= ABOUT THIS EXERCISE =
Give back an exact copy of the lines below, from the first through the line with "Exercise. Locate the neck"; please stop there.

** RECORDS SUPPLIED follows **

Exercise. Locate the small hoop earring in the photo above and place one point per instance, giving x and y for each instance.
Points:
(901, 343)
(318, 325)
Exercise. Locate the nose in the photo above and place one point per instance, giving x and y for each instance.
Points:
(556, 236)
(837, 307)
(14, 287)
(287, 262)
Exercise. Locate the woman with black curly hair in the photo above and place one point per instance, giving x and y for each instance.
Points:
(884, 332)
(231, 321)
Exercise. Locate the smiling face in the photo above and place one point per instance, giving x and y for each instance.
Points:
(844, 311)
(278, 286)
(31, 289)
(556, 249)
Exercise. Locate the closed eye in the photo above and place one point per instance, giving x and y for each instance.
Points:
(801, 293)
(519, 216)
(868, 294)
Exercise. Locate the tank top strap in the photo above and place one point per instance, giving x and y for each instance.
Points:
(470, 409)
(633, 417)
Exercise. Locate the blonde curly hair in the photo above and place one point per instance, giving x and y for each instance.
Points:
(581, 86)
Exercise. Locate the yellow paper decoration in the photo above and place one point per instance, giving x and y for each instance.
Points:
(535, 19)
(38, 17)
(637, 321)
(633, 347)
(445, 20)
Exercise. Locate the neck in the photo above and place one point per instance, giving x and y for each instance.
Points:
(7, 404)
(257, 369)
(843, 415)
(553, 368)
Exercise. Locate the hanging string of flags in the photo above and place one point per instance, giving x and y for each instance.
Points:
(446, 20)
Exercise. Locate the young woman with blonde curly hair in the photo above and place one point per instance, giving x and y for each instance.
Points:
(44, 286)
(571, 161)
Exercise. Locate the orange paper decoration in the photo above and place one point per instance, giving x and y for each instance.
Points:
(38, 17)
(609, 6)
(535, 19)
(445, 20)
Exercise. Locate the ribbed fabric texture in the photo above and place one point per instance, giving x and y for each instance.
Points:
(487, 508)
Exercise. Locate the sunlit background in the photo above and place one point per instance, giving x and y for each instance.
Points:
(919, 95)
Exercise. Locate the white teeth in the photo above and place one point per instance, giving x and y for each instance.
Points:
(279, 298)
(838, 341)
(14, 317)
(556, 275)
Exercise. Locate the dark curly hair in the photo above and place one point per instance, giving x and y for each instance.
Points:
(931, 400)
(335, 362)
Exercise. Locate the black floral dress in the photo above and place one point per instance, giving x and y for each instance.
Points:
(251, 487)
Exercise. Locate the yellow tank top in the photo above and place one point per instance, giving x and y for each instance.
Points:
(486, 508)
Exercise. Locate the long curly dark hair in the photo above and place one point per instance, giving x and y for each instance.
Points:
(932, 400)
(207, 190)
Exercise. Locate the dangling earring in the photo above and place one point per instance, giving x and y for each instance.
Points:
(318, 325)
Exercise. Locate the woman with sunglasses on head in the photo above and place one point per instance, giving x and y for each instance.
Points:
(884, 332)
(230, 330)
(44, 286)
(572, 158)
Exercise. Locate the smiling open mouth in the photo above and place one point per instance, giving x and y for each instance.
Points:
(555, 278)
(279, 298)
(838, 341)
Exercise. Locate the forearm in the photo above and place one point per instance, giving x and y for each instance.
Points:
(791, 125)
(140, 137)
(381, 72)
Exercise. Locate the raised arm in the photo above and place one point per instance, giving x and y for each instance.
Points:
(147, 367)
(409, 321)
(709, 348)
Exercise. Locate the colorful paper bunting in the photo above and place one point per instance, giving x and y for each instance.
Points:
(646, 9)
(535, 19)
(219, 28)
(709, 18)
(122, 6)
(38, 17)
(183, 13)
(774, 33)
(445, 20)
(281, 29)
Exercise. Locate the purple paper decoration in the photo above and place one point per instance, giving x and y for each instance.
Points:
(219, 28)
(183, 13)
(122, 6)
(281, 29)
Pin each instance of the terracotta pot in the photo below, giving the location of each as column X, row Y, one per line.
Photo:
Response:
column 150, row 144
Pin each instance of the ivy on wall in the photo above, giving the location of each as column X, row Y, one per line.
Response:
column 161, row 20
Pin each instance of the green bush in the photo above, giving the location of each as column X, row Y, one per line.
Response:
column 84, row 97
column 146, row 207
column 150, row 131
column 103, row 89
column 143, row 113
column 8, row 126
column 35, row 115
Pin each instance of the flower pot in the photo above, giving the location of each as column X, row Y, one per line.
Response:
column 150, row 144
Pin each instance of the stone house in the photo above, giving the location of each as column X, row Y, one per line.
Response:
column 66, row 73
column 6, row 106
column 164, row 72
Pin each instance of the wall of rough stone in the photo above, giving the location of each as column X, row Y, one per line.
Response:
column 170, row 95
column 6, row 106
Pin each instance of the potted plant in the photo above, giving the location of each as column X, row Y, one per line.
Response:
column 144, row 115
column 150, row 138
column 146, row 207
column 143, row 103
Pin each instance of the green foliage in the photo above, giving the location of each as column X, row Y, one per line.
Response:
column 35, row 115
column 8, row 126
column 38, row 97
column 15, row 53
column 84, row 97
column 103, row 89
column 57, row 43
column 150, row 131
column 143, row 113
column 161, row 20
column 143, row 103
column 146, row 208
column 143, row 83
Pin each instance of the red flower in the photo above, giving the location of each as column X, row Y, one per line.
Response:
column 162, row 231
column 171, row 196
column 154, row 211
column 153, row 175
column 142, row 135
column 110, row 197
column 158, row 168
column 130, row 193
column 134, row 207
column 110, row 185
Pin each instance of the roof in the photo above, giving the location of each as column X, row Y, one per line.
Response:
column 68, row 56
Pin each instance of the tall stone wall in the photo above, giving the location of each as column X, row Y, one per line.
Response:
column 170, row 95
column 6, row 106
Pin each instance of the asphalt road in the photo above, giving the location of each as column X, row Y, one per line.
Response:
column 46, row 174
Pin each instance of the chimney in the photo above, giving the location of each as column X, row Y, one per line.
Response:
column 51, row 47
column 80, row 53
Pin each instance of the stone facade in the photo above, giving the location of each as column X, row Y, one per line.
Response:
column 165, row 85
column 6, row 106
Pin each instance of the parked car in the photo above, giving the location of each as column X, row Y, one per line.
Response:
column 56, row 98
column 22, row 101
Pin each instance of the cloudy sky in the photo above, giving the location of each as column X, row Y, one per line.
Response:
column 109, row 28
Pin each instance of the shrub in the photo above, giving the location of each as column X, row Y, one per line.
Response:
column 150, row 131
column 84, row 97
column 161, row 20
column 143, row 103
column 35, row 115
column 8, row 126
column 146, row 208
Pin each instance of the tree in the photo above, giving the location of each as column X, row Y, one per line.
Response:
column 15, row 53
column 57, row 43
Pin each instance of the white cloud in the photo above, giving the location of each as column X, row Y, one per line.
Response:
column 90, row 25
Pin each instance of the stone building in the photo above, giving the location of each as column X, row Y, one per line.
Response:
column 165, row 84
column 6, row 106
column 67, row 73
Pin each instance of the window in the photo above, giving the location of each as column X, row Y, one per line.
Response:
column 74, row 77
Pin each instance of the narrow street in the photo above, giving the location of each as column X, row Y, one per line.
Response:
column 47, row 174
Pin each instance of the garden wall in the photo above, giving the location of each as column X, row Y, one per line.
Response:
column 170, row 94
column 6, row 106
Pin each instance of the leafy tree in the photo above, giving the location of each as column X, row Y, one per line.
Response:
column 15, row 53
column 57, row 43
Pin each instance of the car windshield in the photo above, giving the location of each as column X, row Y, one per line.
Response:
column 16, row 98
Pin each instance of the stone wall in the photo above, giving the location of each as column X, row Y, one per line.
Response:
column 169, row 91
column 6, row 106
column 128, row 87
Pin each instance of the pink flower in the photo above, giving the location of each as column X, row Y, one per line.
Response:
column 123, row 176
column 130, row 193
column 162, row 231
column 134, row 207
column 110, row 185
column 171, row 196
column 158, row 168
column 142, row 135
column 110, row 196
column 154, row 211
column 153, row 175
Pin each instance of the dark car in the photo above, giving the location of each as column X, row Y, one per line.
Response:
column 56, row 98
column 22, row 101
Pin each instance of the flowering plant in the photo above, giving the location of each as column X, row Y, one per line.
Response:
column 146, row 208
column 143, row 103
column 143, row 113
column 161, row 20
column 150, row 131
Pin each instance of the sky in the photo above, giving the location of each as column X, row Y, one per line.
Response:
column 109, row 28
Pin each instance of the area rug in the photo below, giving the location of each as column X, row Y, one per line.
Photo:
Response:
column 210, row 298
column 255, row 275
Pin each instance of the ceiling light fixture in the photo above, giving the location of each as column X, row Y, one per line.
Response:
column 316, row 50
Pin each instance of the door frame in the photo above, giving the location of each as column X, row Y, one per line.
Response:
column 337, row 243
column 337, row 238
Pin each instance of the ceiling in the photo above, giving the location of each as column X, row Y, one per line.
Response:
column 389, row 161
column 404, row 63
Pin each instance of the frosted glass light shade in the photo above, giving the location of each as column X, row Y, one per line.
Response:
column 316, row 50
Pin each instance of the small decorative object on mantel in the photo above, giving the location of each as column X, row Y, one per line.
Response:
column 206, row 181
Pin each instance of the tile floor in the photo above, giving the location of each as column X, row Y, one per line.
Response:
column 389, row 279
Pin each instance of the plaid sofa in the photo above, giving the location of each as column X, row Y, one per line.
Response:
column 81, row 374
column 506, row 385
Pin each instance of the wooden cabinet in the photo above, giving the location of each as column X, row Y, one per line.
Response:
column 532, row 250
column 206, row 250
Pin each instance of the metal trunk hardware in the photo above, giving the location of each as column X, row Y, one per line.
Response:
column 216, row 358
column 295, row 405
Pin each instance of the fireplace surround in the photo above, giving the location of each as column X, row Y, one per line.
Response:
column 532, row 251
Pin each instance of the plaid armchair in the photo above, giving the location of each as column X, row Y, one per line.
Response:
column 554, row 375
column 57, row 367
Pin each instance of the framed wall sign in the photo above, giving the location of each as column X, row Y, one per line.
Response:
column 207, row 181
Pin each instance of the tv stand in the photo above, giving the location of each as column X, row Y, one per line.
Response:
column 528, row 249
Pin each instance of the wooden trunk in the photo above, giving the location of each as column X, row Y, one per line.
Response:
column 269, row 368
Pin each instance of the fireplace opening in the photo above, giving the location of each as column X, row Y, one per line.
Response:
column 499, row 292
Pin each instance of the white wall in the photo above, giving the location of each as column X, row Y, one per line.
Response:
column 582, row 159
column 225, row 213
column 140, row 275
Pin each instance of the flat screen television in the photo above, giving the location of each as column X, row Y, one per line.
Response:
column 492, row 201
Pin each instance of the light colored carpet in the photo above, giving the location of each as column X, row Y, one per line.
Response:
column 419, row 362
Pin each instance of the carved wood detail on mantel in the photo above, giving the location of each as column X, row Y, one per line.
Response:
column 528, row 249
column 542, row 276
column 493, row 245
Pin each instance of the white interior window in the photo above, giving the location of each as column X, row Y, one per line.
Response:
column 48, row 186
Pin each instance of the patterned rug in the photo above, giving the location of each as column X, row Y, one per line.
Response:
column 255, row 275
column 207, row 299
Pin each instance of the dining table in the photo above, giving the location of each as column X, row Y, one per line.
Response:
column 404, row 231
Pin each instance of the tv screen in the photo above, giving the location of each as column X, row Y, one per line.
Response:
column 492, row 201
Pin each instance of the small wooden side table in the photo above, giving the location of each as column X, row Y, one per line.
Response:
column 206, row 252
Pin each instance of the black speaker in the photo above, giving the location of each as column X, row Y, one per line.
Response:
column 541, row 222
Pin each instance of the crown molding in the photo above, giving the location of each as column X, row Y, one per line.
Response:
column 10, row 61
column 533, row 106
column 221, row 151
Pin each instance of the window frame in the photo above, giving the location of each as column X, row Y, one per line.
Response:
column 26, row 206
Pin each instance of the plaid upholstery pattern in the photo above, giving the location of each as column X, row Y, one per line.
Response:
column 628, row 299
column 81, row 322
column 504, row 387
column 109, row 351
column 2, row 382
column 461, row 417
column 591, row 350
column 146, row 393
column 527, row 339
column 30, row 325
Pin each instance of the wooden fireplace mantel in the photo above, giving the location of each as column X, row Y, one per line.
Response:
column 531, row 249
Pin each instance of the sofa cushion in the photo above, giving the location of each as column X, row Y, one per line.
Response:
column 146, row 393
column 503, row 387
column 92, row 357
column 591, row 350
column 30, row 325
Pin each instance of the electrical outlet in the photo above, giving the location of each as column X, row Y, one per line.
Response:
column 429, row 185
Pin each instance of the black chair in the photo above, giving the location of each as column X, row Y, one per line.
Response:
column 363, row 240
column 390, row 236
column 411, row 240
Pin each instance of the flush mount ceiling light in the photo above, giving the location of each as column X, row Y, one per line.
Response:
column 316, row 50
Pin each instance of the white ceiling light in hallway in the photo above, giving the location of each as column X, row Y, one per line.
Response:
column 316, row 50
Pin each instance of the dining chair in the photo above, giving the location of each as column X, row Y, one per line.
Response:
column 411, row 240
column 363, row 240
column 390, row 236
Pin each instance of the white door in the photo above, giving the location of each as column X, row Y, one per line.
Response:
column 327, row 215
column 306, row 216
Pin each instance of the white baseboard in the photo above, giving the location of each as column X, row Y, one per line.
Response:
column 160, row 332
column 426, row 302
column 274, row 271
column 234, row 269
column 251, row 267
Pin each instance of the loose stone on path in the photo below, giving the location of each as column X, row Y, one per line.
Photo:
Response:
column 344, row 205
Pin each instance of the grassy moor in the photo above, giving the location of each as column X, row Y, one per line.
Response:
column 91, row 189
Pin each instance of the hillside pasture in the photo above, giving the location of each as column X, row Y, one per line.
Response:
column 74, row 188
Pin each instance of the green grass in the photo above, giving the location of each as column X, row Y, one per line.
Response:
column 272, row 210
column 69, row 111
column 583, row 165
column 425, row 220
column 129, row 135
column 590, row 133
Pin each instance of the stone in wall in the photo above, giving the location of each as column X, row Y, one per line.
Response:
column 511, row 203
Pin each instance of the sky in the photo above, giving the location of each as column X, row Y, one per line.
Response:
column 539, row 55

** End of RECORDS SUPPLIED **

= SOLUTION =
Exercise. Locate the small hoop earring in the photo above and place one point per instance, giving x and y for each instance.
Points:
(901, 343)
(318, 325)
Exercise. Locate the nose in the photo above and place one point per instance, giving x and y for each instance.
Points:
(556, 236)
(837, 307)
(14, 287)
(287, 262)
Exercise. Locate the woman with black curly hair in the photo above and place one point per instance, giving x and y for each instance.
Points:
(884, 332)
(231, 321)
Exercise. Locate the smiling face in the photo above and place one point per instance, giving x and y for each instance.
Points:
(844, 311)
(278, 286)
(31, 289)
(556, 249)
Exercise. Locate the closed eye in the photo above and place one point per instance, giving x and y for each instance.
Points:
(801, 293)
(519, 216)
(868, 294)
Exercise. Locate the tank top strap in the photo above and place one point per instance, giving x and y for each instance.
Points:
(470, 409)
(633, 417)
Exercise. Locate the blonde curly hair in the photo above and place one point per instance, giving x and y for each instance.
Points:
(581, 86)
Exercise. Locate the yellow paper decoration in the photo above and place one point per instance, giving x and y for each instance.
Points:
(535, 19)
(38, 17)
(637, 321)
(633, 347)
(445, 20)
Exercise. Locate the neck in the photo above and place one point per instance, giving x and y for each instance.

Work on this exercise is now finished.